- _DATA FOR PROCESSING_:
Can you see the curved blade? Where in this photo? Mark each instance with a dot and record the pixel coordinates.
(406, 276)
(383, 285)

--

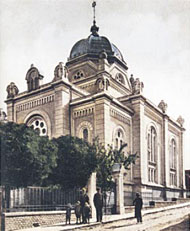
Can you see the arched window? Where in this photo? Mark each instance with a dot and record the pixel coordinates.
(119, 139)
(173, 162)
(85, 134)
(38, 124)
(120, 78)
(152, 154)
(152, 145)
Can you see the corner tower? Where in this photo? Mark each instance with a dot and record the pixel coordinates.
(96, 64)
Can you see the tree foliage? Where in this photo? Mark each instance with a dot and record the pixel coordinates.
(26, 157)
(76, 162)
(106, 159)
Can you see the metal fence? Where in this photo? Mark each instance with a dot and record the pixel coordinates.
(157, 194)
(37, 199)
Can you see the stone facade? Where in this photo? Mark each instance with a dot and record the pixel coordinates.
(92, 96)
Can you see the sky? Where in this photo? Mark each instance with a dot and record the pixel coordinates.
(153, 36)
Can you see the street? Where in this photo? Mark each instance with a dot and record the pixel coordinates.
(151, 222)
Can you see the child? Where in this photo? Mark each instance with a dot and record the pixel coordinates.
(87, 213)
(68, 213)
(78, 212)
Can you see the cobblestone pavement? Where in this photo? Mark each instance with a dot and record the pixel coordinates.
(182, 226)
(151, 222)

---

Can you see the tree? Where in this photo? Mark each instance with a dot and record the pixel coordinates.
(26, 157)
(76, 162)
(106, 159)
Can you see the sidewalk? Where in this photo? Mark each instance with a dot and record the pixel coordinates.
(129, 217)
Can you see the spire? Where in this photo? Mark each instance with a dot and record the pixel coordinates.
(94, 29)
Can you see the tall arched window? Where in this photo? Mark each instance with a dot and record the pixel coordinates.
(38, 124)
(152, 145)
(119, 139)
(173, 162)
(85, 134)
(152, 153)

- _GOAL OF THE EXERCISE_: Return each line in the data above that contains the word "arched".

- _SOLUTION BELOW_:
Can you see the arched window? Where in this photo? Mark each instance with a dot and record the pixel coordinates.
Can you see the tall arched window? Where in this photo? Mark each instance with a dot and record the pixel coordinates.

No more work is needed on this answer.